- Extract to read:
Dedicated SQL Pool in Synapse: data distribution and optimization
João Barros
19 de February de 2025
1 min read
The Dedicated SQL Pool (formerly SQL DW) uses MPP (Massively Parallel Processing) with 60 distribution nodes. How you distribute each table across the 60 nodes directly defines the performance of joins and aggregations.
Distribution types
HASH — distributes rows by hash of a column
✓ Ideal for large fact tables
✗ Poor if the column has few unique values (data skew)
ROUND_ROBIN — distributes evenly without criteria
✓ Good for temporary staging tables
✗ Causes data movement in joins
REPLICATE — copies the whole table to each node
✓ Ideal for small dimensions (< 2GB)
✗ High write and update cost
Create tables with proper distribution
-- Large fact table → HASH on the most frequent join key
CREATE TABLE dbo.FactSales (
sale_id BIGINT NOT NULL,
customer_id INT NOT NULL,
sale_date DATE NOT NULL,
revenue DECIMAL(18,2)NOT NULL
)
WITH (
DISTRIBUTION = HASH(customer_id),
CLUSTERED COLUMNSTORE INDEX
);
-- Small dimension → REPLICATE
CREATE TABLE dbo.DimProduct (
product_id INT NOT NULL,
name VARCHAR(200)NOT NULL,
category VARCHAR(100)
)
WITH (
DISTRIBUTION = REPLICATE,
CLUSTERED COLUMNSTORE INDEX
);
Diagnose data skew
-- See row distribution across the 60 nodes
DBCC PDW_SHOWSPACEUSED('dbo.FactSales');
-- If one node has 10x more rows → poor hash column choice
-- Solution: change to another column or use ROUND_ROBIN + pre-grouping
Statistics and result caching
-- Create statistics (essential for the optimizer)
CREATE STATISTICS stats_customer ON dbo.FactSales(customer_id);
-- Enable result set caching (identical queries = zero cost)
ALTER DATABASE SynapseDW SET RESULT_SET_CACHING ON;
Conclusion
In the Dedicated SQL Pool, architecture comes first: distribute facts by hash on the join column, replicate small dimensions and create statistics on all columns used in joins and filters. These three rules solve 80% of performance problems.

- Provided data:
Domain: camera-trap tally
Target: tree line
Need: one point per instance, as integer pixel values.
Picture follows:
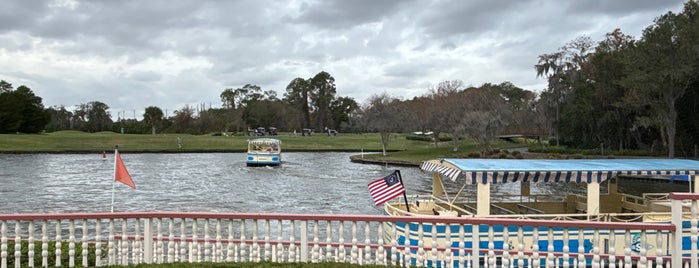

- Aim of the exercise:
Reproduce the passage of the Synapse data distribution article starting at "Dedicated SQL Pool in" and ending at "joins and aggregations.".

- Answer below:
Dedicated SQL Pool in Synapse: data distribution and optimization
João Barros
19 de February de 2025
1 min read
The Dedicated SQL Pool (formerly SQL DW) uses MPP (Massively Parallel Processing) with 60 distribution nodes. How you distribute each table across the 60 nodes directly defines the performance of joins and aggregations.